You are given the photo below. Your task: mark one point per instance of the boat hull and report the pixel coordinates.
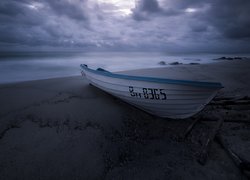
(168, 99)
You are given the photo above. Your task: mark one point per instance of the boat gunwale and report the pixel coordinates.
(215, 85)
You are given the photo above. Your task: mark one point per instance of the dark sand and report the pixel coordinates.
(66, 129)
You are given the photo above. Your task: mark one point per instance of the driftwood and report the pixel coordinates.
(242, 164)
(226, 120)
(189, 128)
(242, 100)
(203, 155)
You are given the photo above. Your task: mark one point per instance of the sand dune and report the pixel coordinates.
(66, 129)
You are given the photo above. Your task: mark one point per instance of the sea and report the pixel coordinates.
(26, 66)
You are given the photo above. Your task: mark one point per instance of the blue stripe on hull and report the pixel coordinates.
(102, 72)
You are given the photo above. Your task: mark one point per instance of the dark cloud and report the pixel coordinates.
(209, 25)
(72, 9)
(230, 17)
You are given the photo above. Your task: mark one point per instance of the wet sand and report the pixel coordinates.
(64, 128)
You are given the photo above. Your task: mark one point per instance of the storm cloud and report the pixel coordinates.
(164, 25)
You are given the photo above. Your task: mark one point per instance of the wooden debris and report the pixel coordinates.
(189, 128)
(242, 164)
(203, 155)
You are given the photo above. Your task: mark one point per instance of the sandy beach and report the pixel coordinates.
(64, 128)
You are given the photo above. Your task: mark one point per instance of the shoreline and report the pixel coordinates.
(64, 128)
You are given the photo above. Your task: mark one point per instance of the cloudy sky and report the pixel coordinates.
(119, 25)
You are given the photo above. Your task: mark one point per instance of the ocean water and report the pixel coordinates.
(25, 66)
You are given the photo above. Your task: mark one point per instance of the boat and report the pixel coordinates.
(167, 98)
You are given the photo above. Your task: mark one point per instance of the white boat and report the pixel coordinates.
(168, 98)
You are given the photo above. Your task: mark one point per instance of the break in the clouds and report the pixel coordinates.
(117, 25)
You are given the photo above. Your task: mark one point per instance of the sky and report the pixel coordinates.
(178, 26)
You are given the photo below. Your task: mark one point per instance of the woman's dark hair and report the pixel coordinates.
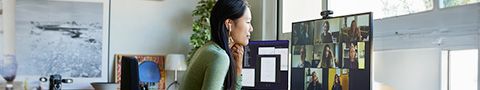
(324, 51)
(328, 25)
(223, 10)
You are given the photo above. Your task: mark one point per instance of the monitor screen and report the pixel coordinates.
(339, 48)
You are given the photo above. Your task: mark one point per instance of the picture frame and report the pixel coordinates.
(158, 59)
(71, 37)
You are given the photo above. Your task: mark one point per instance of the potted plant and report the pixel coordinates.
(201, 25)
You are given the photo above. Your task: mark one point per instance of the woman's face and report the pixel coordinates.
(352, 53)
(325, 27)
(327, 51)
(241, 28)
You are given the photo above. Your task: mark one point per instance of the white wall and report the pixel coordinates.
(264, 19)
(408, 69)
(448, 28)
(151, 27)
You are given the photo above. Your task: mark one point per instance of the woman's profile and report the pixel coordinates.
(217, 65)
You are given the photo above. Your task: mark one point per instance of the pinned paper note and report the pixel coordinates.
(267, 69)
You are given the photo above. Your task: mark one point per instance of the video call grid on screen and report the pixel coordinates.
(332, 53)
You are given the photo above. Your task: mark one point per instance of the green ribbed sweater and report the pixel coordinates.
(207, 69)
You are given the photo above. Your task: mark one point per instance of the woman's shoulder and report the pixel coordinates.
(212, 51)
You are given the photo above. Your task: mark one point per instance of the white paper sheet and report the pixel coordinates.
(267, 69)
(248, 77)
(266, 50)
(283, 58)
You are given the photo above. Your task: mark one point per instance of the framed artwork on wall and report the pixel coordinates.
(66, 37)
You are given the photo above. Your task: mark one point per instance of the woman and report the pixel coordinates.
(336, 84)
(314, 83)
(328, 59)
(326, 36)
(352, 55)
(218, 64)
(355, 33)
(303, 63)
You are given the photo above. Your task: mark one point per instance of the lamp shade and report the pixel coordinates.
(176, 62)
(149, 72)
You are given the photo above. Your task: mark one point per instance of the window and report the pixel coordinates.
(380, 8)
(299, 10)
(462, 70)
(450, 3)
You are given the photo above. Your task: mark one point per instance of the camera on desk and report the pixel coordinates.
(55, 81)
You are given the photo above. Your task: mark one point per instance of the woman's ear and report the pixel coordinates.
(228, 24)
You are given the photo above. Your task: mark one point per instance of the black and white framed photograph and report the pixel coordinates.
(66, 37)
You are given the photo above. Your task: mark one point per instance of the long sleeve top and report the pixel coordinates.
(207, 69)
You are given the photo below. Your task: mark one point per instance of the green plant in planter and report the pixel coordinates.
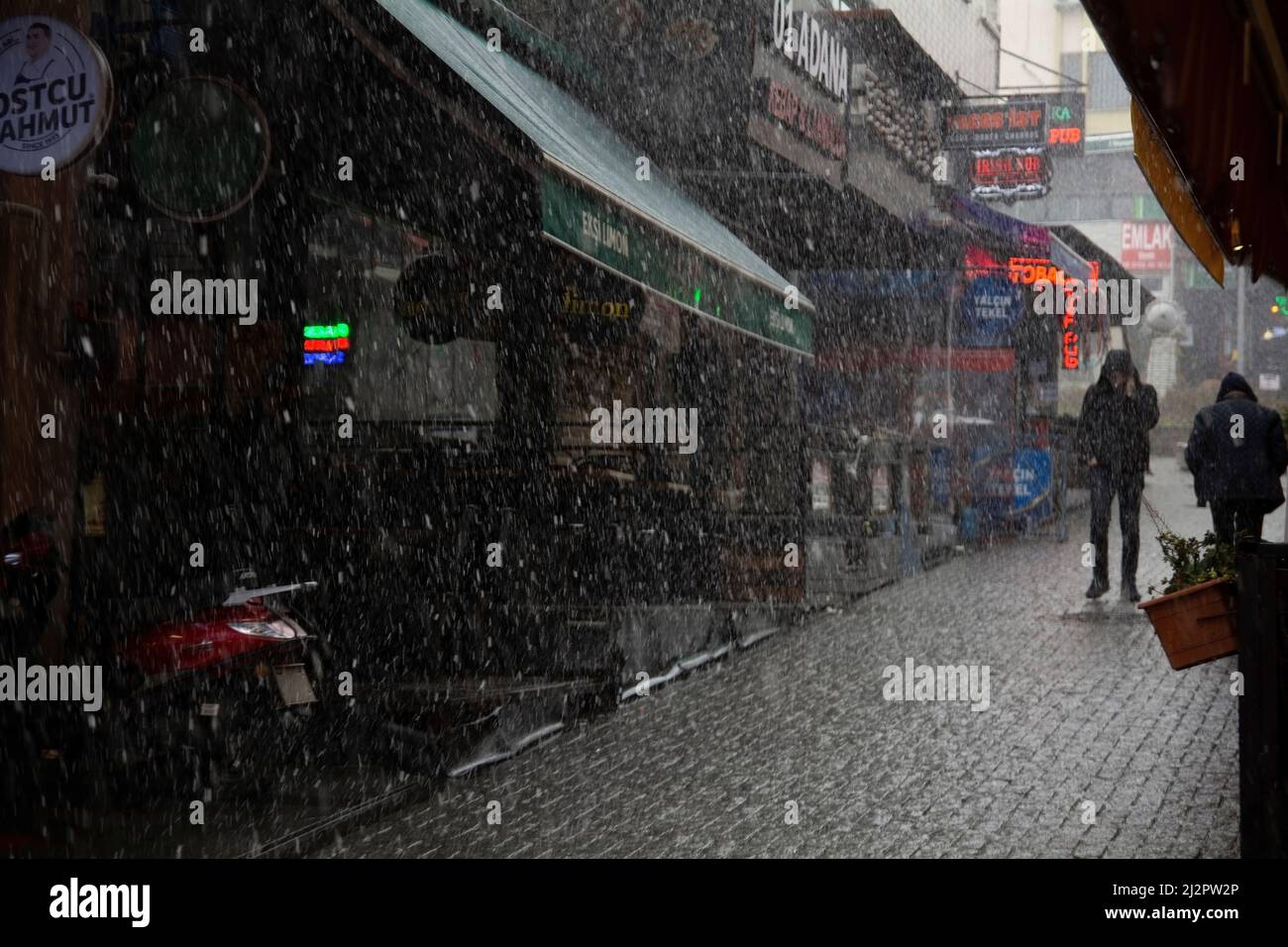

» Exercise:
Please rewrite the whole listing with every "pixel coordinates" changed to "image coordinates" and everything else kept the same. Leave the pictures out of your answer.

» Correct output:
You are given the photo below. Your task: mark one point per instance of the boat hull and report the image coordinates.
(168, 99)
You are given the photo above. Your task: mark one point per instance of the boat gunwale and report the image coordinates.
(215, 85)
You are given the photo above. Your task: mark one point per instance of the dark sand and report the image coordinates.
(66, 129)
You are given the photo above. Your task: mark one point per instance of the driftwood and report the image coordinates.
(242, 164)
(226, 120)
(189, 128)
(242, 100)
(203, 155)
You are given the photo above. Your task: mark one point per instance of the sand dune and report the image coordinates.
(66, 129)
You are given the photo above. Your task: mark one point per instance of the sea and report the image coordinates.
(26, 66)
You are given the photo above. Your task: mark one point per instance of the blue stripe on hull and report the image coordinates.
(102, 72)
You are given the photo above. Your task: mark one point per instance of the dark cloud and report the image coordinates.
(209, 25)
(72, 9)
(230, 17)
You are given the photo above. Your task: mark one point per instance of the wet sand and report the image coordinates.
(64, 128)
You are given the photo above. Your task: mark one point per instance of the storm cloud and report the image coordinates.
(164, 25)
You are given the photo above. Your task: mark one point per instance of the wooden debris and report the image coordinates.
(189, 128)
(242, 164)
(203, 155)
You are given the photo above. Your task: mark one point per instance of the sandy beach and report the image coordinates.
(64, 128)
You are given the photo above. Your task: mark one point per instance of the shoreline and report the image coordinates.
(64, 128)
You are given the photo above. Your task: mark one point per instance of the cloudy sky and report the image coordinates.
(119, 25)
You are given the photo above. Your task: mark one point per instance of the ocean water and report the image coordinates.
(25, 66)
You are given the photo above. Your task: mark one point per instance of the boat and report the image coordinates.
(167, 98)
You are given the photo above. Your task: mark one point per instance of the white boat and report the image coordinates.
(168, 98)
You are given the photo above. Your task: mark one point per instance of the break in the clouds and report the image coordinates.
(117, 25)
You are given the photo above. Your task: mark one point per instance of the sky and report the image coordinates.
(178, 26)
You are given the photo below. Your task: mark one point per instance of the woman's dark hair and report the image coordinates.
(324, 51)
(328, 25)
(223, 10)
You are given the photo above. Your task: mark one point per instance of the monitor screen and report the image coordinates.
(339, 48)
You are given the photo above. Your task: mark one point per instance of the picture frame and report the image coordinates.
(158, 59)
(71, 37)
You are given the photo above. Your task: mark one point per instance of the potted plant and report the image coordinates.
(201, 25)
You are given the photo above. Your task: mark one point per instance of the woman's face and report the image coordinates.
(352, 53)
(325, 27)
(327, 51)
(241, 28)
You are given the photo above. Your task: mark one point per instance of the white wall and report the image coordinates.
(264, 19)
(408, 69)
(448, 28)
(151, 27)
You are given the photo above. Your task: mark one point per instance of the woman's profile and report the image coordinates.
(217, 65)
You are given the photo above. Your task: mark one point per instance of the pinned paper note and report the image coordinates.
(267, 69)
You are given the photo above. Your task: mark one point per instance of the video call grid on screen and report the image coordinates.
(332, 53)
You are given the photo above. Your task: mark one point per instance of the green ribbed sweater and report the image coordinates.
(207, 69)
You are given the photo above. Your task: mark one point per instance of the woman's shoulder and report the image coordinates.
(212, 51)
You are given the photo above. Your task: mark one point per instance of the white paper sheet and report the image coordinates.
(267, 69)
(248, 77)
(266, 50)
(283, 58)
You are given the photo above. Your task: mark one point per instance of the framed artwork on wall and report the image coordinates.
(66, 37)
You are given the photo above. Your task: mark one point per instance of the woman and report the image coordinates.
(336, 84)
(314, 83)
(328, 59)
(326, 36)
(352, 55)
(218, 64)
(355, 33)
(303, 63)
You are given the photo above. Your task: mark one point per instance of the lamp shade and report the image coordinates.
(176, 62)
(149, 72)
You are given the photo above. Your task: mark one point per instance of the window and report the image coordinates.
(380, 8)
(299, 10)
(462, 70)
(450, 3)
You are given the photo above. Your task: mark one point per instance of the camera on desk and report the image coordinates.
(55, 81)
You are given the photo above. Your task: mark one point per instance of the woman's ear and report the image coordinates.
(228, 24)
You are given the photo above. Your task: mark one point per instance of the black and white framed photograph and report the image coordinates.
(66, 37)
You are given the photo above. Your task: mark one point per instance of the long sleeve top and report the image coordinates.
(207, 69)
You are given the photo below. Your task: mark one point per instance of the green plant in planter and report the image coordinates.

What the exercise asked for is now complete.